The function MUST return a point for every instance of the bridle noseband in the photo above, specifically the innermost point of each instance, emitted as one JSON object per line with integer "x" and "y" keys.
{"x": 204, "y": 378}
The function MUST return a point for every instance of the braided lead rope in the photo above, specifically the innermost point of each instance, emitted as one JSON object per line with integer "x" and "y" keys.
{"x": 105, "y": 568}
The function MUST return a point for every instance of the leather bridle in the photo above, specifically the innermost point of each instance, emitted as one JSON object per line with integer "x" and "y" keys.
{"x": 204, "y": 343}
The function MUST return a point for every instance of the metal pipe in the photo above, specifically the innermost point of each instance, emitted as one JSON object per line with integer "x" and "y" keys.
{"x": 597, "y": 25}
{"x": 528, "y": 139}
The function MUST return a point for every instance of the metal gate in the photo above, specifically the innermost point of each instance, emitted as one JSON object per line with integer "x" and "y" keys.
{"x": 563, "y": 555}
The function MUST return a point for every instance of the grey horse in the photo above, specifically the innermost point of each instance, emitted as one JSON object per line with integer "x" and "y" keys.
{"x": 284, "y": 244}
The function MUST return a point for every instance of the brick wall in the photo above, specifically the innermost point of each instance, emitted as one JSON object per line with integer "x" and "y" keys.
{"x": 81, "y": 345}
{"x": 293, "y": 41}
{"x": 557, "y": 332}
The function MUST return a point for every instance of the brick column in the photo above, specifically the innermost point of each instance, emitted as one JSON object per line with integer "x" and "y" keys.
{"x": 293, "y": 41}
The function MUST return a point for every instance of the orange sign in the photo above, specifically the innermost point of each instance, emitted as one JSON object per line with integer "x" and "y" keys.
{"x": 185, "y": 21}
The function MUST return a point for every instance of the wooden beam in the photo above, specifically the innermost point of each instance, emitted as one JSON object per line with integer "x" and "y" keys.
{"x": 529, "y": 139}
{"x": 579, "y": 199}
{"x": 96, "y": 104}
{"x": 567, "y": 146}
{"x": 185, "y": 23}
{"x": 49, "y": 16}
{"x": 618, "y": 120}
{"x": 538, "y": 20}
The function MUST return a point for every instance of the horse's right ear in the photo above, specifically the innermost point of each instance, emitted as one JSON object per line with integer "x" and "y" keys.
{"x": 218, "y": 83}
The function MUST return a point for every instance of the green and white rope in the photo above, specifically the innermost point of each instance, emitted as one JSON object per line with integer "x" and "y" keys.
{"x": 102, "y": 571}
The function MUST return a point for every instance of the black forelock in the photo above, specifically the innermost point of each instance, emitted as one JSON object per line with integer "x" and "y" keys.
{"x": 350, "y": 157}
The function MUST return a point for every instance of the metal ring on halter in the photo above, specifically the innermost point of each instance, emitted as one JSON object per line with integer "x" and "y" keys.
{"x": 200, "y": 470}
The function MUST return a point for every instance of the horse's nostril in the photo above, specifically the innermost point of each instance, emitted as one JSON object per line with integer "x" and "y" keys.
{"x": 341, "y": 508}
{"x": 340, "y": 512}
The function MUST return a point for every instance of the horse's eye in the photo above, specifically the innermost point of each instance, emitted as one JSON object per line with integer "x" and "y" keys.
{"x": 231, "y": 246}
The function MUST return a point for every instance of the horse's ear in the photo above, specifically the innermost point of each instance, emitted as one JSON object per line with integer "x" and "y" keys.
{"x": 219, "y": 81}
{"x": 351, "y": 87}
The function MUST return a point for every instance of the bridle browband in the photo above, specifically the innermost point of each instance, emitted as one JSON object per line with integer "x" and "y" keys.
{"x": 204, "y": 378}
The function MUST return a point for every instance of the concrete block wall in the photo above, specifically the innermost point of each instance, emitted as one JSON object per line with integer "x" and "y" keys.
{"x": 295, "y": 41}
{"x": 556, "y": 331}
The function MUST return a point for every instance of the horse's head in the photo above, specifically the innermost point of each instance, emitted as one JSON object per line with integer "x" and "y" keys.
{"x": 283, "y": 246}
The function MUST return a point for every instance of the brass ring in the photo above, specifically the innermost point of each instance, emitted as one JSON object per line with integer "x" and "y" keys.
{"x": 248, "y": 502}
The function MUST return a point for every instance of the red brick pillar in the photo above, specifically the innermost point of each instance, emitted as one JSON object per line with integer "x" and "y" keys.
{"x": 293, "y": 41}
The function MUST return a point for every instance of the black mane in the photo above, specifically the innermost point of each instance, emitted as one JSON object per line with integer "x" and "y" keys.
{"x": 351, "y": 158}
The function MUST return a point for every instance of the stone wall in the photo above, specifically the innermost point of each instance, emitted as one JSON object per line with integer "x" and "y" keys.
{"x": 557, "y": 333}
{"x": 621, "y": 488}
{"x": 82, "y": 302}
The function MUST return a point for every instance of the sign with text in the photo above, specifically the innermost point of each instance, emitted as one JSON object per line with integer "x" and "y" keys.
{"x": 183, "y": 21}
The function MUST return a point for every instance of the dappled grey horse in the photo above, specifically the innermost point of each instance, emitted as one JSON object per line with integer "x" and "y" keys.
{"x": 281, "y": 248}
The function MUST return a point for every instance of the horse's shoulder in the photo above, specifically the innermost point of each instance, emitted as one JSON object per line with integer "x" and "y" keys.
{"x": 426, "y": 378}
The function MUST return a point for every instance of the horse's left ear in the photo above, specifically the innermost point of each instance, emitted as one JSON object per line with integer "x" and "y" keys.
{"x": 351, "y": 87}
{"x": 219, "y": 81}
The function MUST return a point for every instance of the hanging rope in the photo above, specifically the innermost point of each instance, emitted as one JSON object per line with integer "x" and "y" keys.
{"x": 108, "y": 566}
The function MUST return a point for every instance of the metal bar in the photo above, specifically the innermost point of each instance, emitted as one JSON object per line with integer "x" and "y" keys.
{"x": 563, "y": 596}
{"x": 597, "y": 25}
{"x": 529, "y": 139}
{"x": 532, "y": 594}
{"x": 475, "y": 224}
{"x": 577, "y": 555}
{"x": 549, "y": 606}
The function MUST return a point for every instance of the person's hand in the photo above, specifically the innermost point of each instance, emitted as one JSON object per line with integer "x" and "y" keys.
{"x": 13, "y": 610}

════

* _PROBLEM TO WORK ON_
Each line, from the one that holds "of the person's" through the last line of the entries, must be repeated exactly. Leave out everything else.

* _YOUR SOLUTION_
The function MUST return a point for every instance of the person's hand in the photo above, specifically the innermost point of each instance, emitted as one JSON object per line with integer "x" and "y" keys.
{"x": 13, "y": 610}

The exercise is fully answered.